### Instructions for the task
For this exercise, write out the full listing that follows exactly and skip its pictures.

── Data listing ──

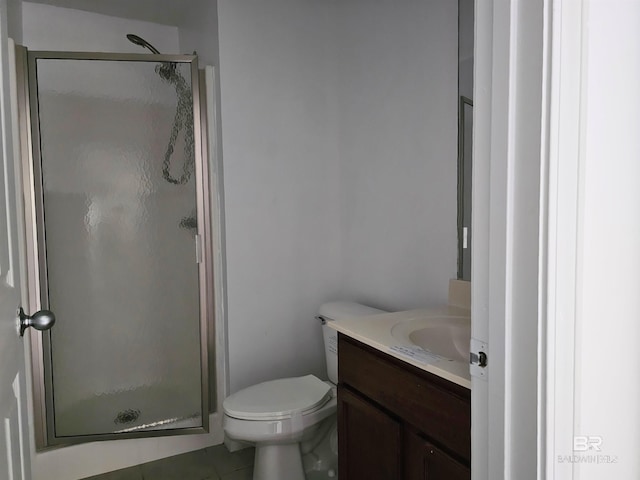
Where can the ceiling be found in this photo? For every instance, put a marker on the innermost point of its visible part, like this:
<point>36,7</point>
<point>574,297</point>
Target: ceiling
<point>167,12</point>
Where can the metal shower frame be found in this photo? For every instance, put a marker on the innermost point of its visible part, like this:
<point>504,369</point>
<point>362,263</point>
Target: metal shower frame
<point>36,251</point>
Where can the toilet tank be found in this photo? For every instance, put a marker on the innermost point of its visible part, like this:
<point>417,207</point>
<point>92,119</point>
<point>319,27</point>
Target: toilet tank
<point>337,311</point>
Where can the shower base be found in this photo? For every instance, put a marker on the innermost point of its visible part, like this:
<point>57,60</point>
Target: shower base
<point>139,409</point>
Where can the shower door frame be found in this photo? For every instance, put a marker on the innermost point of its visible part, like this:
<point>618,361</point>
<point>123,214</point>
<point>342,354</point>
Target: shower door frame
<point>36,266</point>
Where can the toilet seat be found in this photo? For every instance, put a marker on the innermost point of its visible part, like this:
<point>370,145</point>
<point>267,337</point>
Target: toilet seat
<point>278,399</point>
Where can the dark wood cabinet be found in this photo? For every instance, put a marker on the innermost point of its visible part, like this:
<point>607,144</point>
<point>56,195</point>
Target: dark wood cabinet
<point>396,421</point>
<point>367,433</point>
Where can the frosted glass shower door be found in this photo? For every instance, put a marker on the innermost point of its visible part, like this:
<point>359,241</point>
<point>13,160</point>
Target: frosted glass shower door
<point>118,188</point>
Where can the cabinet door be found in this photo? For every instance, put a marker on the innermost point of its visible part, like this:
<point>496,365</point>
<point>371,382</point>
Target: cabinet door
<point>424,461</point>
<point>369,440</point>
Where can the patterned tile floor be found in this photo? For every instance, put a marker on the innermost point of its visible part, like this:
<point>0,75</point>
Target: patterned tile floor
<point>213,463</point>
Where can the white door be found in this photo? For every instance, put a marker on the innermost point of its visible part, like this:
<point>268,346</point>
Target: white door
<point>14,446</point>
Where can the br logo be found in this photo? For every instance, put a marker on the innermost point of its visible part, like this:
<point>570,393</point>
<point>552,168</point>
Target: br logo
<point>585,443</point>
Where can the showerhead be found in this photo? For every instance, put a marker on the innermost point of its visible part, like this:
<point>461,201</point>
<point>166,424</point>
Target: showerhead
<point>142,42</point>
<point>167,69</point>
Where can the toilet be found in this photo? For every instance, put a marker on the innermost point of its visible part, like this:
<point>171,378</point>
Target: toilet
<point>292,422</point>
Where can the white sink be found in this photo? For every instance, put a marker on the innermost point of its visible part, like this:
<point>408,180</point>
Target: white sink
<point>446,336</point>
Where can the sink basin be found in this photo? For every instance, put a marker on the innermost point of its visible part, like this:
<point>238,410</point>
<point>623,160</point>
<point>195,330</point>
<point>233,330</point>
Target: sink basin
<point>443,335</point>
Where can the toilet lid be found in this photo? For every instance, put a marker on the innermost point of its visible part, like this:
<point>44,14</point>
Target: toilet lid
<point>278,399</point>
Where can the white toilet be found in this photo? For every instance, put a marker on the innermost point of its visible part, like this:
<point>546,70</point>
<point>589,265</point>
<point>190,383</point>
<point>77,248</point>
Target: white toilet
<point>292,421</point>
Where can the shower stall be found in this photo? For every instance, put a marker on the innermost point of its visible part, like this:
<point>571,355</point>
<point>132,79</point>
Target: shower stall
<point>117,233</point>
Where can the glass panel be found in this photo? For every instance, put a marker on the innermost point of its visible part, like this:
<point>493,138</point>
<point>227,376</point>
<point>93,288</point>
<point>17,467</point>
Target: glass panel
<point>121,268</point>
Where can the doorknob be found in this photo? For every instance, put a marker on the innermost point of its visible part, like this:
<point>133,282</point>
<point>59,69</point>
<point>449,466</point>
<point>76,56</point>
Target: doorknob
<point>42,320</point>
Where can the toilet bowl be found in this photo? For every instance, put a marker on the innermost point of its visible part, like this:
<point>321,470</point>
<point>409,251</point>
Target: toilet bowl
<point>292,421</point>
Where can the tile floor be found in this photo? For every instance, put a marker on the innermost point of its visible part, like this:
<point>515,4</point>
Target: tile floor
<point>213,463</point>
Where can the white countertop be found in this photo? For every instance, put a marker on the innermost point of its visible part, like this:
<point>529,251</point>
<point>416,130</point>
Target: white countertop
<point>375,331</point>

───

### Expected answer
Where can the ceiling be found in this photo? For every instance, put a marker on the innermost point of its visible part, like this:
<point>36,7</point>
<point>574,297</point>
Target: ceiling
<point>167,12</point>
Where can the metal shower frame be found in this photo? For every instance, put a marker on the innermost point of its visible part, like this:
<point>504,369</point>
<point>362,263</point>
Target: metal shower frame
<point>36,251</point>
Where can the toilet tank be found in this photo? For every instance, put a marker on the innermost point of its visible part, like this:
<point>417,207</point>
<point>92,119</point>
<point>319,27</point>
Target: toilet tank
<point>337,311</point>
Where can the shower base be found in this photo? For every instance, put a marker on the innermost point of its visible part, like this:
<point>57,60</point>
Target: shower base
<point>139,409</point>
Where can the shower door frame be found in this photo? For every instance, put a marker on the innermost point of its visible part, like this:
<point>618,361</point>
<point>123,214</point>
<point>342,354</point>
Target: shower door frame
<point>36,266</point>
Where can the toilet seat be found in this photo? For every instance, put a marker on the innermost point of its visible part, like this:
<point>370,145</point>
<point>267,337</point>
Target: toilet seat
<point>278,399</point>
Where can the dark wood cabinet be found in this photo? For every instance, put a marker on the innermost point of its visible part, like this:
<point>607,144</point>
<point>56,195</point>
Target: dark wood cabinet
<point>396,421</point>
<point>367,433</point>
Where can the frosted glass shower door be found in this photo? For every instance, put a marker on the innermost point of its visible part, like this:
<point>359,241</point>
<point>13,160</point>
Target: frosted glass shower door
<point>118,188</point>
Where can the cabinet door be found in this photo? For every instance, put a marker on the innermost point of its visible part, like this:
<point>496,365</point>
<point>371,382</point>
Target: cabinet door
<point>424,461</point>
<point>369,440</point>
Where can the patterned tile floor be found in this photo? For every instance, put a marker on the innermost point of its visible part, like this:
<point>0,75</point>
Target: patterned tile floor
<point>213,463</point>
Where can the white door be found in this photo? For every instance, put a marker on the innermost point of its visible part, like this:
<point>268,346</point>
Target: white door
<point>14,446</point>
Where can the br logo be found in this photo? For every instance, put a marker on the innermost point of its visible part, like this:
<point>570,393</point>
<point>552,168</point>
Target: br logo
<point>585,443</point>
Where can the showerhead be found in this photo? For every instance, put a marker on the innermost point of its visible part, like this:
<point>461,201</point>
<point>166,424</point>
Target: showerhead
<point>142,42</point>
<point>167,69</point>
Where can the toilet be found in this photo? For every instance, put a marker on the innermost point of its visible part, like this:
<point>171,378</point>
Target: toilet
<point>292,422</point>
Where can the white sink be found in this photo? For every instance, put a marker on the innermost point of its visible part, like this:
<point>408,180</point>
Target: white sink
<point>446,336</point>
Where can the sink basin be found in this photo? For every instance, put a marker on the innermost point of its visible part, like this:
<point>238,410</point>
<point>623,160</point>
<point>195,330</point>
<point>233,330</point>
Target: sink basin
<point>443,335</point>
Where can the toilet lid be found in this photo? For every instance, put a marker on the innermost point of its visible part, like this:
<point>44,14</point>
Target: toilet lid
<point>278,399</point>
Where can the white toilet be found in this photo? For every instance, put a marker on the innermost point of its visible part, like this:
<point>546,70</point>
<point>589,265</point>
<point>190,383</point>
<point>77,248</point>
Target: white toilet
<point>292,421</point>
Where can the shower stall be found in this photo? For every instance, put a marker on the innermost point of its visible part, like this:
<point>571,355</point>
<point>132,79</point>
Target: shower stall
<point>117,233</point>
Where can the glass panel be found in this photo? For every instance, put a marker on the innermost point of its visible part, like this:
<point>493,138</point>
<point>227,376</point>
<point>93,288</point>
<point>17,467</point>
Target: glass panel
<point>121,268</point>
Where can the doorknob be found in this photo? For every instance, put a marker on the innermost point of its visible part, like this:
<point>133,282</point>
<point>59,69</point>
<point>449,466</point>
<point>76,56</point>
Target: doorknob
<point>42,320</point>
Where can the toilet bowl be found in this photo? For every instance, put a marker on the innermost point of its visible part, like this:
<point>321,470</point>
<point>409,251</point>
Target: toilet bowl
<point>292,421</point>
Where can the tile floor be found in this photo? For every instance, put a marker on the innermost point of its visible part, like this:
<point>515,4</point>
Target: tile floor
<point>213,463</point>
Where can the white countertop be found in this photo? For every instance, put a marker on the innermost point of its visible part, like this:
<point>529,251</point>
<point>416,130</point>
Target: white countertop
<point>375,331</point>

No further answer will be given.